• **Instructions to follow**
All of the data that appears below is to be given again precisely as written.

---------- Given entries ----------

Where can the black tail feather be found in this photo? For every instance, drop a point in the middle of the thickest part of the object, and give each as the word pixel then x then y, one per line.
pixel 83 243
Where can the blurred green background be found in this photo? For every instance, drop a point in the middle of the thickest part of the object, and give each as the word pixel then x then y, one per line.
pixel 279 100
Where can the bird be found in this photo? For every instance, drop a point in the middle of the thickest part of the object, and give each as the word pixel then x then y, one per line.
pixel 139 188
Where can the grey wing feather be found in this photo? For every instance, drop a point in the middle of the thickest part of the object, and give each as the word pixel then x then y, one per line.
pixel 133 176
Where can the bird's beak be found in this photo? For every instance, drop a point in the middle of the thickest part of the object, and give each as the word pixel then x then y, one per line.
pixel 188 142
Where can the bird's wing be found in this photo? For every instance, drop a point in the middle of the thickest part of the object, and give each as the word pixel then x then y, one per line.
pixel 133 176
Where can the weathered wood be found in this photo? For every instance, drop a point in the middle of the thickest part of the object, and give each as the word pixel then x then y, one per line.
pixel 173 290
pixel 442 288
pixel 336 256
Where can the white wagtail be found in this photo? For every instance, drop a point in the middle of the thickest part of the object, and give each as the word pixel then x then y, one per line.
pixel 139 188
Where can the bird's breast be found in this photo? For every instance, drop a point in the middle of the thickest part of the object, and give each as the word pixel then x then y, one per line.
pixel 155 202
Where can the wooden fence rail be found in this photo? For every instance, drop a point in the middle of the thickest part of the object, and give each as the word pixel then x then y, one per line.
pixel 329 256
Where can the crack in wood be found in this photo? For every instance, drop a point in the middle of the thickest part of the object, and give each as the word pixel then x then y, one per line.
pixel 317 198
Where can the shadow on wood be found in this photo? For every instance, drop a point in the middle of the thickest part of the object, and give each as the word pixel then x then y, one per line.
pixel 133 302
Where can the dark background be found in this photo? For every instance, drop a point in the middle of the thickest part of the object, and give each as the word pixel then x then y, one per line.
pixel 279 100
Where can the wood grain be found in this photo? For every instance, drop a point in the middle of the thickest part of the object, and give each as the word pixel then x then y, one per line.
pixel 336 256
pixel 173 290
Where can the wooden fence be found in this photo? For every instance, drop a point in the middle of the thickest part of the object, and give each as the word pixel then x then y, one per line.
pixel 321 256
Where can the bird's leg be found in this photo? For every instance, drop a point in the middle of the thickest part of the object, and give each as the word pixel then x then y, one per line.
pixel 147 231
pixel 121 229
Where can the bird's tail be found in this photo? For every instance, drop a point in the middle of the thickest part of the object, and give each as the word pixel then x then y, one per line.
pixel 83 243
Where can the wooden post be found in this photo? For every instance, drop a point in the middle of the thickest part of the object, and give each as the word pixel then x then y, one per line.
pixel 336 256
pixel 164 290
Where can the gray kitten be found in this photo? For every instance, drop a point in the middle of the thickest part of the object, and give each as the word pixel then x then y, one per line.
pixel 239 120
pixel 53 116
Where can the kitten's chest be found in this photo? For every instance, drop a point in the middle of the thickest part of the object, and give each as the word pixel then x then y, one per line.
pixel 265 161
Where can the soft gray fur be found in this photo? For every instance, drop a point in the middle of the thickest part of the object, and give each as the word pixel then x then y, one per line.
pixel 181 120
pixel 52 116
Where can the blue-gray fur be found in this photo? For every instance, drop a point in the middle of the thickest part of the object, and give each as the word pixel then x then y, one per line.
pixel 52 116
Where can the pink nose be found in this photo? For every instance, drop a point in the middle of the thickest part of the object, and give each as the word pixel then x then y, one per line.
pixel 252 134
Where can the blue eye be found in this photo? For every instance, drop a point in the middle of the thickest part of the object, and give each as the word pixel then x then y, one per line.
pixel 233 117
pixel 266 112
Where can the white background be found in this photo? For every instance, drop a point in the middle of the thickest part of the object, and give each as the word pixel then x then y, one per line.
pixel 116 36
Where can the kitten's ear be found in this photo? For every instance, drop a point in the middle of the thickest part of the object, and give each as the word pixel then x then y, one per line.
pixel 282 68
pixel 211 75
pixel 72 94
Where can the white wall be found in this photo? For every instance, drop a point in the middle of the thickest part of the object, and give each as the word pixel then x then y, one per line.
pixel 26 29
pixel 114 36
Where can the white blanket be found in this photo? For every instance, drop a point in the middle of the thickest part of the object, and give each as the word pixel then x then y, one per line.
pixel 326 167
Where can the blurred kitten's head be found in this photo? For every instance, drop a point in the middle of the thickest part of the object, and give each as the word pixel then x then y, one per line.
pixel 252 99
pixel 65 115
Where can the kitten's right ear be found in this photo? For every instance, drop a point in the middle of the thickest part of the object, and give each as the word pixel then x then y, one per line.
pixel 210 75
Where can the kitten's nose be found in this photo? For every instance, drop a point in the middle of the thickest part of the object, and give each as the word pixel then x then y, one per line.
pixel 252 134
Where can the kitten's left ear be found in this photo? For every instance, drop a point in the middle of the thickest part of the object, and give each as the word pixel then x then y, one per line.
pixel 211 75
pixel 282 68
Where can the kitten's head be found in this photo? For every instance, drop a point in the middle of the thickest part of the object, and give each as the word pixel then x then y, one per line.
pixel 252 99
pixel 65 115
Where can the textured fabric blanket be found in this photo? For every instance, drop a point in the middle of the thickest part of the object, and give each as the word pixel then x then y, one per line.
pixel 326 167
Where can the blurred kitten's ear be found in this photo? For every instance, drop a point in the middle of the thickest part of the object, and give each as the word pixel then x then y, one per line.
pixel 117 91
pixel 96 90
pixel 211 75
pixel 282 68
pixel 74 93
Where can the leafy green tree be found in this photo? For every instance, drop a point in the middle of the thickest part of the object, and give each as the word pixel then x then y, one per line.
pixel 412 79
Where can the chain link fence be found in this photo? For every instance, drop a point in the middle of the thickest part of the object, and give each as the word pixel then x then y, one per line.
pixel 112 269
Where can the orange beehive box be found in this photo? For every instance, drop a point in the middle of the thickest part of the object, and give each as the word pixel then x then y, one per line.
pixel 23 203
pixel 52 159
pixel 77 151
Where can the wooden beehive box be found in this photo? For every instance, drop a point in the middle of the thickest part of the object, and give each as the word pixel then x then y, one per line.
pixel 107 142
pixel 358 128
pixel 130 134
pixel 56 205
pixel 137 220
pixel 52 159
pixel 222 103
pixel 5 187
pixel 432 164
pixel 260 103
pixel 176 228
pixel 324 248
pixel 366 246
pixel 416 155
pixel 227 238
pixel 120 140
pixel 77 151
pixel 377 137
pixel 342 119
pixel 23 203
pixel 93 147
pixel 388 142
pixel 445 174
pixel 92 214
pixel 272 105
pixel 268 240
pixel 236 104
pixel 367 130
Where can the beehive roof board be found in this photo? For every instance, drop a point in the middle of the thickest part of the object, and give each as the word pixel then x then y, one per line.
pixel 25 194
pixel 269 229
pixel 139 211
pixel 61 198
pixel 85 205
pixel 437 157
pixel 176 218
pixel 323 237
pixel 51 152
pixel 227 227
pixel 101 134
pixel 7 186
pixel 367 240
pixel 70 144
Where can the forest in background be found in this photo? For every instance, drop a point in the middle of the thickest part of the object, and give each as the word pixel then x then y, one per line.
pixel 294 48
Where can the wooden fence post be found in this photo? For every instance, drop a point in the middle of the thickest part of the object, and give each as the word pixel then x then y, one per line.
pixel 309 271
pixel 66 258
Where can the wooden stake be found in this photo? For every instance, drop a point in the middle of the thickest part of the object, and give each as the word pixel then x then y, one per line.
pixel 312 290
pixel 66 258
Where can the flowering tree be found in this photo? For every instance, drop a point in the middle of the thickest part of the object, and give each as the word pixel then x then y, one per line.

----------

• **Written answer**
Where can the black tail feather be found in this photo? For every instance, drop a point in the middle of the thickest part of the object, and give each as the word pixel then x then y, one per line.
pixel 83 243
Where can the blurred green background be found in this photo? For every instance, drop a point in the middle of the thickest part of the object, and give each as the word pixel then x then y, one per line.
pixel 279 100
Where can the bird be found in this photo? For every instance, drop a point in the middle of the thickest part of the object, and give each as the word pixel then x then y, one per line.
pixel 139 188
Where can the grey wing feather be found in this photo? For every instance, drop a point in the middle of the thickest part of the object, and give each as the word pixel then x then y, one per line.
pixel 133 176
Where can the bird's beak be found in this photo? For every instance, drop a point in the middle of the thickest part of the object, and give each as the word pixel then x then y, one per line.
pixel 188 142
Where can the bird's wing be found in this photo? For every instance, drop a point in the middle of the thickest part of the object, and give each as the word pixel then x then y, one per line.
pixel 133 176
Where can the weathered wood be found in this photo? For every instance, drop a point in the middle of the thickest part of the object, and give each as the word pixel then x then y, one per line.
pixel 173 290
pixel 442 288
pixel 336 256
Where can the white wagtail be found in this photo? For every instance, drop a point in the middle of the thickest part of the object, and give each as the word pixel then x then y, one per line.
pixel 139 188
Where can the bird's breast be found in this photo? For every instance, drop a point in the middle of the thickest part of the object, and give each as the word pixel then x then y, one per line.
pixel 155 202
Where can the wooden fence rail be found in this photo? For every instance, drop a point in the middle of the thickest part of the object, and give each as the word pixel then x then y, one per line.
pixel 329 256
Where can the crack in wood be found in this photo? For every instance, drop a point in the middle of the thickest part of the object, and give each as the word pixel then x then y, one per line.
pixel 317 198
Where can the shadow on wood be found in this photo? For every instance, drop a point in the middle of the thickest part of the object, and give each as the word pixel then x then y, one per line.
pixel 133 302
Where can the dark background be found in this photo? For every instance, drop a point in the middle of the thickest part of the object, and give each as the word pixel then x then y, one per line.
pixel 279 100
Where can the wood grain be found in this photo? For every instance, drop a point in the middle of the thickest part of the object, and give each as the word pixel then x then y, one per line.
pixel 336 256
pixel 173 290
Where can the wooden fence be found in this photo? For every instance, drop a point in the middle of the thickest part of the object, and give each as the word pixel then x then y, one per line.
pixel 321 256
Where can the bird's leg be found in this photo? For every instance, drop a point in the middle of the thickest part of the object, and give each as the word pixel then x then y, one per line.
pixel 147 231
pixel 121 229
Where can the bird's tail be found in this photo? For every instance, drop a point in the middle of the thickest part of the object, and give each as the word pixel then x then y, one per line.
pixel 83 243
Where can the wooden post be found in this photo? For every instance, drop a point in the middle of the thickest part of the object, and give each as the word pixel then x then y, one per line.
pixel 336 256
pixel 164 290
Where can the gray kitten be found in this photo? For every instance, drop a point in the middle of the thickest part of the object, and give each as the word pixel then x then y, one per line.
pixel 239 120
pixel 53 116
Where can the kitten's chest be found in this photo? For every instance, drop a point in the middle of the thickest part of the object, and give each as the word pixel then x then y, one per line.
pixel 265 161
Where can the soft gray fur be found in this photo? For every instance, drop a point in the middle of the thickest part of the object, and give each as the word pixel then x then y, one per line.
pixel 181 120
pixel 52 116
Where can the blue-gray fur be found in this photo? For every instance, drop a point in the middle of the thickest part of the object, and give each as the word pixel then x then y, one per line.
pixel 52 116
Where can the pink nose be found in this photo? For every instance, drop a point in the middle of the thickest part of the object, and give each as the word pixel then x then y, one per line.
pixel 252 134
Where can the blue eye be found in this photo? For every instance, drop a point in the middle of the thickest part of the object, and give each as the word pixel then x then y, one per line.
pixel 233 117
pixel 266 112
Where can the white background be found in this photo? For every instance, drop a point in the middle of the thickest part of the object, and give each as the word pixel then x then y, one per line.
pixel 116 36
Where can the kitten's ear be found in this photo? For every instance, drop a point in the middle of the thickest part of the object, and give each as the word pixel then x then y, one per line.
pixel 282 68
pixel 211 75
pixel 72 94
Where can the white wall be found in this photo? For every instance, drop a point in the middle of the thickest part of the object, and give each as the word pixel then x then y, one per line.
pixel 26 29
pixel 114 36
Where can the white blanket be found in this photo? For every instance, drop a point in the middle of the thickest part of the object, and give each as the word pixel then x then y, one per line.
pixel 326 167
Where can the blurred kitten's head be found in this photo? For every instance, drop a point in the middle of the thickest part of the object, and give each as the word pixel then x then y, one per line.
pixel 252 99
pixel 65 115
Where can the kitten's right ear be found in this photo? For every instance, drop a point in the middle of the thickest part of the object, and give each as the word pixel then x then y, one per line.
pixel 210 75
Where can the kitten's nose be found in this photo? For every instance, drop a point in the middle of the thickest part of the object, and give each as the word pixel then x then y, one per line.
pixel 252 134
Where can the kitten's left ear be found in this photo? For every instance, drop a point in the middle of the thickest part of the object, and give each as the word pixel then x then y, one per line.
pixel 211 75
pixel 282 68
Where can the kitten's head be found in this photo? For every instance, drop a point in the middle of the thickest part of the object, and give each as the word pixel then x then y, one per line.
pixel 252 99
pixel 65 115
Where can the textured fabric blanket be found in this photo? For every instance, drop a point in the middle of the thickest part of the object, and give each as the word pixel then x then y, one per line.
pixel 326 167
Where can the blurred kitten's ear be found in this photo? For every instance, drop a point in the middle of the thickest part of the object, and give each as the word pixel then x then y, one per line.
pixel 117 91
pixel 96 90
pixel 211 75
pixel 282 68
pixel 74 93
Where can the leafy green tree be found in this photo? For every instance, drop a point in the middle of the thickest part of the object, and give each as the word pixel then x then y, one per line.
pixel 412 79
Where can the chain link fence be found in this photo? For every instance, drop a point in the middle of the thickest part of the object, and give each as the word pixel then x then y, one per line.
pixel 112 269
Where can the orange beehive box be found in this photo? For every instance, drop a point in the middle of the thickest part of the object, and give each as the word pixel then x then y, one per line.
pixel 23 203
pixel 52 159
pixel 77 151
Where can the wooden beehive box be found in this photo? For every instance, drop a point in the middle of the thickest part of the object, and give each as the word pixel then x then y, one per line.
pixel 107 142
pixel 358 128
pixel 130 134
pixel 56 205
pixel 137 220
pixel 52 159
pixel 222 103
pixel 5 187
pixel 432 164
pixel 260 103
pixel 176 228
pixel 324 248
pixel 366 246
pixel 416 155
pixel 227 238
pixel 120 140
pixel 77 151
pixel 377 137
pixel 342 119
pixel 23 203
pixel 93 147
pixel 388 142
pixel 445 174
pixel 92 214
pixel 272 105
pixel 268 240
pixel 236 104
pixel 367 130
Where can the beehive roof board be found in this photo? For every instance, drop a point in the middle of the thickest part of the object, and give each as the word pixel then x then y, one per line.
pixel 25 194
pixel 269 229
pixel 139 211
pixel 61 198
pixel 85 205
pixel 437 157
pixel 176 218
pixel 323 237
pixel 51 152
pixel 227 227
pixel 101 134
pixel 7 186
pixel 367 240
pixel 70 144
Where can the forest in background be found in this photo? For every instance, drop a point in the middle of the thickest part of the object, and give each as the word pixel then x then y, one per line.
pixel 294 48
Where can the wooden fence post be found in this photo? For every instance, drop a point in the middle of the thickest part of the object, and give each as the word pixel then x then y, one per line.
pixel 309 271
pixel 66 258
Where can the wooden stake be found in this photo? For every instance, drop a point in the middle of the thickest part of the object, and give each as the word pixel then x then y, one per line.
pixel 312 290
pixel 66 258
Where can the flowering tree be found in this photo? For every instance, drop a point in the middle of the thickest part of the object, and give each as the word pixel then x then y, one per line.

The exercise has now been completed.